- **Written exercise**: In the listing, starting at the line that contains "Where can you find the white bean?" and ending at the end of the listing, change "white bean" to "cannellini bean" and reproduce only those lines with nothing else altered.

- **Supplied material**:

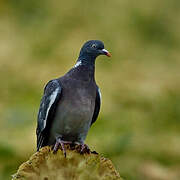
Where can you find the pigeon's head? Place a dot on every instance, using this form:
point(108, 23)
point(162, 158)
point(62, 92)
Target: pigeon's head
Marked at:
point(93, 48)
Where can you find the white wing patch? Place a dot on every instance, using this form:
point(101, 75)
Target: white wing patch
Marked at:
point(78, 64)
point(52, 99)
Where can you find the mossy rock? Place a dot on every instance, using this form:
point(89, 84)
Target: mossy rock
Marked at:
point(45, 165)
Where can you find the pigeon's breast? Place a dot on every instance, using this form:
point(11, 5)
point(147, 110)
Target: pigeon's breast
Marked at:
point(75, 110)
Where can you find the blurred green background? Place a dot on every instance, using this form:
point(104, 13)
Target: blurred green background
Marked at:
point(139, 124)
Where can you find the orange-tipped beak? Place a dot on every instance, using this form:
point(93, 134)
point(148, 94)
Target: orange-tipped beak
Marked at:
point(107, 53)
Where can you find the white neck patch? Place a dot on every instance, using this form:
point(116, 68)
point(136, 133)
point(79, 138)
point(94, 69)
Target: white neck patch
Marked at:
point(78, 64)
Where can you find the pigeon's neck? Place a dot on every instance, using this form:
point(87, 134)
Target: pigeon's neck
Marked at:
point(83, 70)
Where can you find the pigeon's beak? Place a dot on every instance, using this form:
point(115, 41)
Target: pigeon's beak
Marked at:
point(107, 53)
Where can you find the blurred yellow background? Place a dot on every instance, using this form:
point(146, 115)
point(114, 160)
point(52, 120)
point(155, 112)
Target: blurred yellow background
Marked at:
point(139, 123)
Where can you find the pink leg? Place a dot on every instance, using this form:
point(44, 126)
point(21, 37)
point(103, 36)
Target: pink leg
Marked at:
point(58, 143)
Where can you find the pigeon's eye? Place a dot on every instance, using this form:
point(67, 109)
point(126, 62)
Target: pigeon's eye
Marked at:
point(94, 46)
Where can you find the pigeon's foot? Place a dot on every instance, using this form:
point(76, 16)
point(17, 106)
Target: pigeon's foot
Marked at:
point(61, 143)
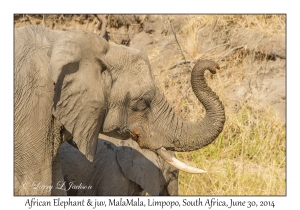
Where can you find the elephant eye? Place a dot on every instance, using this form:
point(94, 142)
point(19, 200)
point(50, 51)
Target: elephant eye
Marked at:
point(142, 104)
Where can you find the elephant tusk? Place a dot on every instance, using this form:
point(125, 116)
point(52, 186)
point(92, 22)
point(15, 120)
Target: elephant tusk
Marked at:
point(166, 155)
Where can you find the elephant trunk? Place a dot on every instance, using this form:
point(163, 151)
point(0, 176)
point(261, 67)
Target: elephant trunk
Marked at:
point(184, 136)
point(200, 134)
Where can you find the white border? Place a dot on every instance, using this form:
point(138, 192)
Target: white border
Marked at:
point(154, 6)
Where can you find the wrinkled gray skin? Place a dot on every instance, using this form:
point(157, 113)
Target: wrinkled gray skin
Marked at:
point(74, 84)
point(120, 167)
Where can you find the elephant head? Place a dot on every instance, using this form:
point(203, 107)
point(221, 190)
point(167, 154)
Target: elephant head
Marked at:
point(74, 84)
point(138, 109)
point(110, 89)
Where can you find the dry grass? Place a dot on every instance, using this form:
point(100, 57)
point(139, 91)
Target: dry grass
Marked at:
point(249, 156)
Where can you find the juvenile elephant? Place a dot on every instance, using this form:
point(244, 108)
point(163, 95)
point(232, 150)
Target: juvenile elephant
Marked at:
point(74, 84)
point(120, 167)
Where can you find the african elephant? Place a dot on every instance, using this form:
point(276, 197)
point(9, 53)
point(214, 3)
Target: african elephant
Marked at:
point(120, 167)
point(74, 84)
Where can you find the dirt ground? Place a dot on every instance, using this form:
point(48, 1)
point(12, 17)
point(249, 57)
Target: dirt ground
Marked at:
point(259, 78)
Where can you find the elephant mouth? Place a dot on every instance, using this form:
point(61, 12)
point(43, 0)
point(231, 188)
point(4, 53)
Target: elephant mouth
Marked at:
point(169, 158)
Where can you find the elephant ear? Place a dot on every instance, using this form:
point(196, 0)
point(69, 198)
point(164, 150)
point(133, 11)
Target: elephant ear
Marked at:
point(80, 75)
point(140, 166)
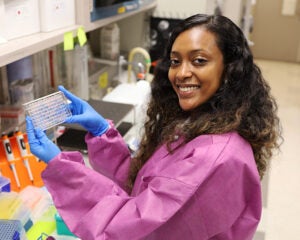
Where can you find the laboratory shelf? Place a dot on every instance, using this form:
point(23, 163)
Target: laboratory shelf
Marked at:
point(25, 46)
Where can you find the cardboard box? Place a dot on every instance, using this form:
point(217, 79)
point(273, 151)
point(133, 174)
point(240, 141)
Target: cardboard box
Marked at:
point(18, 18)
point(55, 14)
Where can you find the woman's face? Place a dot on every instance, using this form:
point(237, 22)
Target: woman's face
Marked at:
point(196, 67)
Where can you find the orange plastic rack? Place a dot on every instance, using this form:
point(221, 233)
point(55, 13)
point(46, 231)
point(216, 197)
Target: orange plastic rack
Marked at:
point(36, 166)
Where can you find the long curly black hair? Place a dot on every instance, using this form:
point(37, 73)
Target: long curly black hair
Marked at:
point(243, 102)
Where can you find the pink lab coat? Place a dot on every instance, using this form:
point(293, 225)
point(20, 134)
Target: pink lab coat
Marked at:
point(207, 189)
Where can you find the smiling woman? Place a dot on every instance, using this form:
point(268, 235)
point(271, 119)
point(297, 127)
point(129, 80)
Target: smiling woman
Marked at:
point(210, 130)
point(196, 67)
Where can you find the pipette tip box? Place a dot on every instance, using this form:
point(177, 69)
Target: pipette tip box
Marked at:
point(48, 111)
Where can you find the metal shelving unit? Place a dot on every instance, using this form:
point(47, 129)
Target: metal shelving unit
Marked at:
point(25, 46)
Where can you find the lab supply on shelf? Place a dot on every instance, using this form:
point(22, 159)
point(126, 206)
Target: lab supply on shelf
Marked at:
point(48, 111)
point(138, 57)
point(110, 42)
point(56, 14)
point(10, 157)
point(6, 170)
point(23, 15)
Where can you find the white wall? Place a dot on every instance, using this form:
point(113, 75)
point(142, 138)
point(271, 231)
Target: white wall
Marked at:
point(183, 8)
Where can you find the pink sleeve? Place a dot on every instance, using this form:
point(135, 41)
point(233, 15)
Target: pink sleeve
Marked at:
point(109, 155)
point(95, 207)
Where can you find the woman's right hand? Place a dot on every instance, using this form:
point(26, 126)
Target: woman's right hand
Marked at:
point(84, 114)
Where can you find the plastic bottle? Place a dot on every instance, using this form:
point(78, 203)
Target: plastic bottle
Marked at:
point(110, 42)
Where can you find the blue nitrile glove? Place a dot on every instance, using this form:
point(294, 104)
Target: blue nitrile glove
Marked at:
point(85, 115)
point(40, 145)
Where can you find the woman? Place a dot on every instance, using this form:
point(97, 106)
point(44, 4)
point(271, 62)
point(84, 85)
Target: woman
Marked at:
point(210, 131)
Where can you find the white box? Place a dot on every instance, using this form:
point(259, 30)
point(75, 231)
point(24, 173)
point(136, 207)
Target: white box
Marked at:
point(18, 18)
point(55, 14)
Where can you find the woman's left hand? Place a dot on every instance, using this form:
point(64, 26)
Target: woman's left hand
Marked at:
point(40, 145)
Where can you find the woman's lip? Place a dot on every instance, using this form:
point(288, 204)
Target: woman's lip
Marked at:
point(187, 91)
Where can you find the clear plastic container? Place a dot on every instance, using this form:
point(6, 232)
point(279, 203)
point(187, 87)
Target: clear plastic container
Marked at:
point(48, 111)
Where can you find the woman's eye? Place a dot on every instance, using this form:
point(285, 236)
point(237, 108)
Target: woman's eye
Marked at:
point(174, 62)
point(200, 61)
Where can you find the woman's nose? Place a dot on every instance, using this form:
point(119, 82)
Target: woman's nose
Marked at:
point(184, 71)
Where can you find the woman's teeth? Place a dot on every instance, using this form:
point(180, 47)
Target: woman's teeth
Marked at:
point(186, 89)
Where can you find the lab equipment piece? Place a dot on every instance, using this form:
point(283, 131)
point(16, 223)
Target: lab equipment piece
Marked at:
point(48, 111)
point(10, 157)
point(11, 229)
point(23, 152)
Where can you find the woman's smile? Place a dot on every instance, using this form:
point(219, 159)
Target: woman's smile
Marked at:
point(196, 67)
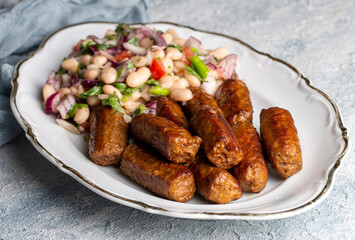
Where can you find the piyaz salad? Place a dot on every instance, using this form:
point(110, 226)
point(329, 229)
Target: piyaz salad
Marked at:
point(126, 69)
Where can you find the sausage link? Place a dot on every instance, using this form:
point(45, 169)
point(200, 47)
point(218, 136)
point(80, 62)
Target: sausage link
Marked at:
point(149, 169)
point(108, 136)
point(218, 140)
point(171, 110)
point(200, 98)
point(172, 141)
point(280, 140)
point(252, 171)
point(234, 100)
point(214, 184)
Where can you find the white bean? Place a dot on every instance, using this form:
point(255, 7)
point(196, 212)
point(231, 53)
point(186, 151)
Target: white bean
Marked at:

- **The response**:
Where can you find the cannellini bean? Place a dot on every instance, using this form:
point(255, 7)
point(196, 212)
point(231, 53)
point(186, 151)
Target: cannellini bean
Marked at:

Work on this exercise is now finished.